• _TRY IT_
Please go through the records below and return every line holding the word "panel".
[ENTRIES PROVIDED Boundary: Start]
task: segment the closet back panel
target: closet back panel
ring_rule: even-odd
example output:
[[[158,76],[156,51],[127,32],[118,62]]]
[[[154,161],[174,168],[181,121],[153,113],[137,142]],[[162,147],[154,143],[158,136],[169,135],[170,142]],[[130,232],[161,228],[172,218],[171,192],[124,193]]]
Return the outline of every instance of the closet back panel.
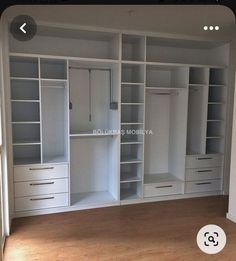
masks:
[[[145,173],[169,171],[170,96],[146,93],[145,129],[153,134],[145,135]]]
[[[39,121],[39,103],[12,102],[12,121]]]
[[[54,157],[65,156],[67,152],[68,103],[66,87],[43,86],[41,95],[43,161],[47,162]]]
[[[108,191],[111,138],[81,138],[70,142],[71,193]]]
[[[110,80],[107,71],[70,69],[70,132],[109,129]],[[91,114],[91,119],[90,119]]]
[[[25,57],[11,57],[10,75],[11,77],[38,78],[38,59]]]
[[[77,32],[77,36],[79,33]],[[34,36],[30,41],[21,42],[10,38],[12,52],[24,52],[47,55],[61,55],[71,57],[118,59],[116,41],[118,37],[111,34],[101,39],[76,39],[50,36]]]
[[[13,100],[39,100],[39,82],[11,80],[11,98]]]
[[[40,142],[39,124],[13,124],[12,126],[13,143],[20,141]]]
[[[207,102],[207,86],[189,88],[187,154],[205,153]]]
[ENTRIES PROVIDED Boundary: End]
• _WRITTEN ANSWER_
task: segment the closet back panel
target: closet back panel
Return the outline of every instance of the closet back panel.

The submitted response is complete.